◆ **YOUR GOAL**
From the line containing "Target: chihuahua in yellow raincoat" down to the last line of the records below, restate each line word for word and leave out the rest.

Data items
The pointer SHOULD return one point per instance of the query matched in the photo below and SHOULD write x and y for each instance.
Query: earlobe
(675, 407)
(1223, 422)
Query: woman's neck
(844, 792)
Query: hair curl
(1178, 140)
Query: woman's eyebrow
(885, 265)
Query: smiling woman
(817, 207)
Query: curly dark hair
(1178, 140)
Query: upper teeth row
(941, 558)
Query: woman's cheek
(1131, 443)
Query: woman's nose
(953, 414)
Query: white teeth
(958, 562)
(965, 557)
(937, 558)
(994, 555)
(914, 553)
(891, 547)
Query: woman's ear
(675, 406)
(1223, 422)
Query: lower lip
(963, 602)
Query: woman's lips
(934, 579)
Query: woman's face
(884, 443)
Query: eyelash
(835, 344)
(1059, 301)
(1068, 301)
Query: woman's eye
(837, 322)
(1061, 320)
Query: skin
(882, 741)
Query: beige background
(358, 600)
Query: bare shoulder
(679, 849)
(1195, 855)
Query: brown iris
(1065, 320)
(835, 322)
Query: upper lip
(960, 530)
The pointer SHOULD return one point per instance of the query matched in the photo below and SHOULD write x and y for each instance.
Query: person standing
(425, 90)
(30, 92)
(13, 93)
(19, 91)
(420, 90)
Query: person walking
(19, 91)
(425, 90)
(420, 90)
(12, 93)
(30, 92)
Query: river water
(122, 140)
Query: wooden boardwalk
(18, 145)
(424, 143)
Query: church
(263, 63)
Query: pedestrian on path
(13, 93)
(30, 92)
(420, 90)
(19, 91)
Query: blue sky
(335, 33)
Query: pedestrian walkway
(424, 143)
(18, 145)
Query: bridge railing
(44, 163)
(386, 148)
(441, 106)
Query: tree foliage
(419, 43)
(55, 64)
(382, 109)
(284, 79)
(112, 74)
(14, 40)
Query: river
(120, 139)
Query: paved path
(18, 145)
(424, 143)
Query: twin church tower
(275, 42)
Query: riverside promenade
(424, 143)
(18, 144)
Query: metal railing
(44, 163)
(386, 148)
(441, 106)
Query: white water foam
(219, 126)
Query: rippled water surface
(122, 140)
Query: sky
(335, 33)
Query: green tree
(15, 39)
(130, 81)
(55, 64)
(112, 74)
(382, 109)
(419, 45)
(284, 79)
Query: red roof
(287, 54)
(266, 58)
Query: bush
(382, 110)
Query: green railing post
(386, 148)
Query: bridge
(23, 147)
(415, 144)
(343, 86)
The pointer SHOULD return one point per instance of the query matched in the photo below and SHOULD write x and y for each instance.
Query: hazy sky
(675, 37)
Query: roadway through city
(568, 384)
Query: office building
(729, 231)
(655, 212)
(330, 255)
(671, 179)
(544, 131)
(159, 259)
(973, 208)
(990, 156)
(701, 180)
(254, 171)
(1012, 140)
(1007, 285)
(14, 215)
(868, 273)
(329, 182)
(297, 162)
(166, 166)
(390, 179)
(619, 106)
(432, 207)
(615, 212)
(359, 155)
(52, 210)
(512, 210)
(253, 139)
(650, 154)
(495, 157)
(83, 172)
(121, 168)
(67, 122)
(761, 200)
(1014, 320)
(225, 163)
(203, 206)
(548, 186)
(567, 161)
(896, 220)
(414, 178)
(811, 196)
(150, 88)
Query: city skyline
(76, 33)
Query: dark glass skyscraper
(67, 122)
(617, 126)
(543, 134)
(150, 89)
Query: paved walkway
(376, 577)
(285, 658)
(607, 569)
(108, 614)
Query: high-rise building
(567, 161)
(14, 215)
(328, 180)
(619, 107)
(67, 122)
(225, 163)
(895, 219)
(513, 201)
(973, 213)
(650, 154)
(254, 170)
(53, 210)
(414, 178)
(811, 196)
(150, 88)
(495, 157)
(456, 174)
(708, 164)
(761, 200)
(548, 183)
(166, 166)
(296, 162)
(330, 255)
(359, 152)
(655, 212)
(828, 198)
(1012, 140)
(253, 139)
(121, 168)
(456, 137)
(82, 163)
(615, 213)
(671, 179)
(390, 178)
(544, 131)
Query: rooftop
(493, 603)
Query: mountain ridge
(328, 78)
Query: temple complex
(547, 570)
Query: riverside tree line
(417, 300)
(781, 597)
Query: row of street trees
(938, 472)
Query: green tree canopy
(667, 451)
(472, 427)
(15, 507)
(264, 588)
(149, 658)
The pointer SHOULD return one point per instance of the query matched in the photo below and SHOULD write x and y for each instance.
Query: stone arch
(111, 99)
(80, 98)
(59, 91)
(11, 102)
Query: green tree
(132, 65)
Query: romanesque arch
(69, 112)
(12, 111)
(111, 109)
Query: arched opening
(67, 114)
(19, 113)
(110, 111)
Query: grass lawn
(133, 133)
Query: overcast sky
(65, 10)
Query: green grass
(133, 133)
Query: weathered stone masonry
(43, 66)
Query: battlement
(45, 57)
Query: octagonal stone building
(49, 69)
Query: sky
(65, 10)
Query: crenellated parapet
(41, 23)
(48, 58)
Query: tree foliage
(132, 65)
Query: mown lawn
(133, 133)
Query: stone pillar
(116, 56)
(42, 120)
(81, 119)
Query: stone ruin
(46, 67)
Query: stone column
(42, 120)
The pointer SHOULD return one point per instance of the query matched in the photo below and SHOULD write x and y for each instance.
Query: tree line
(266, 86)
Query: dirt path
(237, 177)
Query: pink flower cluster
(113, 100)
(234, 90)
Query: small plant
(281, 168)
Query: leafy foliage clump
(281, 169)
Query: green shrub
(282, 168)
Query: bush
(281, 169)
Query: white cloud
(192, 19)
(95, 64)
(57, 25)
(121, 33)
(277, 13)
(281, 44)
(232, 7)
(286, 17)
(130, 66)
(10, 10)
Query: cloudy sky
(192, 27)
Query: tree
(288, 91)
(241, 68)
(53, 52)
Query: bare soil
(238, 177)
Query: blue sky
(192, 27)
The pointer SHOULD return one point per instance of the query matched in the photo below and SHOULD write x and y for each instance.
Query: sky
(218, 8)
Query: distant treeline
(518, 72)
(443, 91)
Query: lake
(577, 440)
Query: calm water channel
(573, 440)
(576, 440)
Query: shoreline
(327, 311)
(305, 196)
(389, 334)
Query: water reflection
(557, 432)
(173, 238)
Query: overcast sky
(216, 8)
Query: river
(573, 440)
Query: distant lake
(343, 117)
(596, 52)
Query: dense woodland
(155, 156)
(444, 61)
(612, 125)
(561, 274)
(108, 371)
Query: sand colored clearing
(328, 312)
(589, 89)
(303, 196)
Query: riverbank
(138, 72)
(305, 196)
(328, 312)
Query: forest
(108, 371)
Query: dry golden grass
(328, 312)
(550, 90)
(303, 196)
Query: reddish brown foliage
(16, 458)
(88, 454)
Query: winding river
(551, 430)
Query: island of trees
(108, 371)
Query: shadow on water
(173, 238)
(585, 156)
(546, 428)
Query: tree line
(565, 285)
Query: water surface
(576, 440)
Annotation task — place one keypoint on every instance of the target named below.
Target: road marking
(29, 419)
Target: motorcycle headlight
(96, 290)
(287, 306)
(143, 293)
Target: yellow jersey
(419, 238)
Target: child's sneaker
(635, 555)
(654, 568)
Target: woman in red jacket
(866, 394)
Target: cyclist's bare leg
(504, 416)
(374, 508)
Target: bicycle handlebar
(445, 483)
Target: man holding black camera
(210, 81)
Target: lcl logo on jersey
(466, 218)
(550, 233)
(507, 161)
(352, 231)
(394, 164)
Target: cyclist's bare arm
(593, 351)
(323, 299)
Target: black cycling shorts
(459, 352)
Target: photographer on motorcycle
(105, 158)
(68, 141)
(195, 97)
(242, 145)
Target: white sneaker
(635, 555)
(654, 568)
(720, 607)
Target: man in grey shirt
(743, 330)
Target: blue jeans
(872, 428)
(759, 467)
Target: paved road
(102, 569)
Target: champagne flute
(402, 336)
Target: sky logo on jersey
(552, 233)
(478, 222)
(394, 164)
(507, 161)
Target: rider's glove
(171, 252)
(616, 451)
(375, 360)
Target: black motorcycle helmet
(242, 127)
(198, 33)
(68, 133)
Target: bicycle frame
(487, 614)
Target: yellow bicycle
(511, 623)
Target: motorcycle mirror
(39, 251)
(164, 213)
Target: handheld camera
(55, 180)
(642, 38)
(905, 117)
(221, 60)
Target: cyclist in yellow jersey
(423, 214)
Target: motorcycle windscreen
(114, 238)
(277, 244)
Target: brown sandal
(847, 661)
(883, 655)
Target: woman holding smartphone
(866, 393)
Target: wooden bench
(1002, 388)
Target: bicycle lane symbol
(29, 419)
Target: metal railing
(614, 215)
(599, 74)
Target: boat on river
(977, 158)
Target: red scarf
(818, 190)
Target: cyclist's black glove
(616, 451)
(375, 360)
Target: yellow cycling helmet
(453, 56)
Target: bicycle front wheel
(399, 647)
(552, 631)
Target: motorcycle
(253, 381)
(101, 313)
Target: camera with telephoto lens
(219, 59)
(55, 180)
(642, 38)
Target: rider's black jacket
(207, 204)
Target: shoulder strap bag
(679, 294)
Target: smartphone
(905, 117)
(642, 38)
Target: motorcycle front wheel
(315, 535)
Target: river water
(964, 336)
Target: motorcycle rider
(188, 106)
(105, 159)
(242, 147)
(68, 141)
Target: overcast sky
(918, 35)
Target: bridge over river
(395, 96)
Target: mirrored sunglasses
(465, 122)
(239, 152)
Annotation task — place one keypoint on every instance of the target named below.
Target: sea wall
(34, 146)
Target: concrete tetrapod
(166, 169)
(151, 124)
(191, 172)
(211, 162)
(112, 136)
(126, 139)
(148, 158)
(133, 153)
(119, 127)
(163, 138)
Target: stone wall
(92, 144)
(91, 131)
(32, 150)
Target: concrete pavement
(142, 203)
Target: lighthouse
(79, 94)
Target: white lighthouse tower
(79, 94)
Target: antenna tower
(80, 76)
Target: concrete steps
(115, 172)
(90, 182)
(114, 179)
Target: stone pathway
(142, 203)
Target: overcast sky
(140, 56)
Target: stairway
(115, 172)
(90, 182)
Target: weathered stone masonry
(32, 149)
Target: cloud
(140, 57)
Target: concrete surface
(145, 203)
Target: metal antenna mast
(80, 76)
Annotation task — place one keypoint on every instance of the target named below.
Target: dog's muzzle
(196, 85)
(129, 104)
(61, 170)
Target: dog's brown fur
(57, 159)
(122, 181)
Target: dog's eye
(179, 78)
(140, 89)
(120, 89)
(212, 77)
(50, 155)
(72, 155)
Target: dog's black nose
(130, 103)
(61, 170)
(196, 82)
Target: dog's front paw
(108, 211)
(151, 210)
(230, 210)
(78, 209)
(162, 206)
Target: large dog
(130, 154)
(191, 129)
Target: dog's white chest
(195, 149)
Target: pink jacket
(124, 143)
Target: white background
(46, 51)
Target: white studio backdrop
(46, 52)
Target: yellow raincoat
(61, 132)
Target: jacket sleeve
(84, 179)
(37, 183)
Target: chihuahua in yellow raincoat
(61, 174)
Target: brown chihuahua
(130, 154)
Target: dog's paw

◆ **WRITTEN RESPONSE**
Target: chihuahua in yellow raincoat
(61, 174)
Target: brown chihuahua
(130, 154)
Target: dog's paw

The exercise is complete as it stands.